Return each line of the entries below verbatim, in the same order, without adding, dropping, or altering anything.

PROVIDED RECORDS –
** BEGIN **

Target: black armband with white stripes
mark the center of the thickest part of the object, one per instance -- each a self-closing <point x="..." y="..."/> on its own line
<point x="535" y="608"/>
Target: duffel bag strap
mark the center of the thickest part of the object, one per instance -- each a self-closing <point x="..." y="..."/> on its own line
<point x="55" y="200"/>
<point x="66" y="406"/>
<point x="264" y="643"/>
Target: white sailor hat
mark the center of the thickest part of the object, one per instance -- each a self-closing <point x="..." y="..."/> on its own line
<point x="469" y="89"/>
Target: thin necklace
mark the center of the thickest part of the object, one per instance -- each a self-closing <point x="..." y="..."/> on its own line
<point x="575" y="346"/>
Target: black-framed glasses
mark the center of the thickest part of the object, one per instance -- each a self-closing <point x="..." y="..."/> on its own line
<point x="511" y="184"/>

** END **

THE REPLY –
Target: black armband with white stripes
mark the center of the thickest part of the object, one per instance -- each a self-closing <point x="..." y="..."/> on its own line
<point x="535" y="608"/>
Target: duffel bag strap
mark the center of the thickest part of the object, one per instance -- each a self-closing <point x="..." y="..."/> on its own line
<point x="55" y="200"/>
<point x="66" y="406"/>
<point x="264" y="643"/>
Target: white sailor hat
mark the center of the thickest part of the object, one per instance -- each a self-closing <point x="..." y="..."/> on its own line
<point x="469" y="89"/>
Target: thin necklace
mark the center of the thickest part of the object, one per instance -- each a self-closing <point x="..." y="..."/> on its own line
<point x="575" y="346"/>
Target: black-framed glasses
mark the center of the thickest part of the object, one per instance -- each a self-closing <point x="..." y="..."/> on its own line
<point x="511" y="184"/>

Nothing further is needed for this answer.